» **WHAT TO DO**
Each line of the listing below should come back exactly as it is.

» **PROVIDED MATERIAL**
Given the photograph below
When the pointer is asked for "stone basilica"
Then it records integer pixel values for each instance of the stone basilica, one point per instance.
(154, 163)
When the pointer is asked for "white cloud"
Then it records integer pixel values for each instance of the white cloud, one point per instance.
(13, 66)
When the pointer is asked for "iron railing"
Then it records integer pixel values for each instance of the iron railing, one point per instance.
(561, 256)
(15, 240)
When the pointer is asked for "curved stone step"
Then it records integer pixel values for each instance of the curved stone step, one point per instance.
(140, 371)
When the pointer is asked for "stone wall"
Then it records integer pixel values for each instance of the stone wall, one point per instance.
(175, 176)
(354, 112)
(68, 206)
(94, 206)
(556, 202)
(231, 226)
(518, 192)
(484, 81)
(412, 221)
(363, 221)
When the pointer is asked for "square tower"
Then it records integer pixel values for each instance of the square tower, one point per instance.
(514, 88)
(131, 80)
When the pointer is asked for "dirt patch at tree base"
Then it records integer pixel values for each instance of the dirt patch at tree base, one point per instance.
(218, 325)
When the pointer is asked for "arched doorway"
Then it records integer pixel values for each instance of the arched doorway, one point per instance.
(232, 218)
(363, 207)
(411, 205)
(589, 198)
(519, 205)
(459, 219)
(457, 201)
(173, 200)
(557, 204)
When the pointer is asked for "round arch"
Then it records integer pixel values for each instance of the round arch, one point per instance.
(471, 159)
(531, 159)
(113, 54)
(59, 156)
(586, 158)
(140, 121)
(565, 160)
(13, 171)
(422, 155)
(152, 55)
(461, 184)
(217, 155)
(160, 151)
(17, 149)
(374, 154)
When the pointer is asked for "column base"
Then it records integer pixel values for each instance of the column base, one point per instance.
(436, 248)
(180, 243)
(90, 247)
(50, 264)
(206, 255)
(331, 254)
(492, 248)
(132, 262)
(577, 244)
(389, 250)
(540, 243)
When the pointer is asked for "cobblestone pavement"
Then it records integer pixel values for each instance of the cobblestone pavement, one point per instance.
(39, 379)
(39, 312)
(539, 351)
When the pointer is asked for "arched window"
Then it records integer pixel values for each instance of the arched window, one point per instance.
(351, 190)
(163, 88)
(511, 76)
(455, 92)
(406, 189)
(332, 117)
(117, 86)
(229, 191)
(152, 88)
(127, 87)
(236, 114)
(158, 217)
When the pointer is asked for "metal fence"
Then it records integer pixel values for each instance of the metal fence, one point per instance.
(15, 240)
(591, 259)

» **SOLUTION BELOW**
Given the photograph below
When the pointer is asked for "stone basilica"
Then it records integer pixel values for each instance of the stone basilica, one point per instance.
(154, 163)
When the pointer is asked for "white cloud"
Then it records integer pixel values for each instance of the white cloud, one point per instance.
(13, 66)
When the pointer is asked for "iron railing"
Then it records integer pixel values for each instance of the iron railing, one point per instance.
(561, 256)
(15, 240)
When the pointer is asked for "curved stone step"
Then it records integer pixel values for each instance of the curved stone step, one point per instance.
(140, 371)
When the pointer is asked for "stone wall"
Then it records integer pixel values for each instance of the stone wall, one point per instance.
(175, 176)
(354, 112)
(68, 206)
(94, 206)
(556, 202)
(231, 226)
(518, 192)
(484, 81)
(412, 221)
(363, 221)
When the pointer is asked for "square tower"
Then it records integer pixel values for each instance of the square tower, one point per instance.
(514, 88)
(131, 80)
When the pointer is asked for "dirt patch at tree base"
Then it records integer pixel values for each instance of the dirt patch at tree base, one point per instance.
(218, 325)
When the pointer is asked for "arched doorway"
Then it records integer pixel values for each instance of the arched doorway, one point per instance.
(232, 218)
(363, 207)
(411, 205)
(589, 198)
(519, 205)
(459, 219)
(457, 201)
(173, 200)
(557, 204)
When the pointer is asked for "round arch"
Then it records integer pixel values for each instance of the round arch, one point per instance.
(471, 159)
(531, 159)
(113, 54)
(59, 156)
(586, 158)
(140, 121)
(565, 160)
(13, 171)
(422, 155)
(152, 55)
(461, 184)
(217, 155)
(160, 151)
(17, 149)
(374, 154)
When the pointer is asked for "column base"
Then it records integer pixel values for each instance of the column base, one point per instance.
(436, 248)
(180, 243)
(90, 247)
(50, 264)
(206, 255)
(331, 254)
(492, 248)
(132, 262)
(577, 244)
(389, 250)
(540, 243)
When the pointer is asked for "cobblestone pavement"
Then it records integer pixel values for each instance of the cobblestone pavement, one point per instance.
(39, 379)
(39, 312)
(539, 351)
When the pointer is asked for "arched window"
Then it records integer pixel values for each instance of the arched window, one point per instance.
(351, 190)
(163, 88)
(511, 76)
(455, 92)
(406, 189)
(332, 117)
(117, 86)
(229, 191)
(152, 88)
(127, 87)
(236, 114)
(158, 217)
When the pointer is asked for "metal fence"
Then it records integer pixel values for each instance of the metal fence, one point per instance.
(15, 240)
(591, 259)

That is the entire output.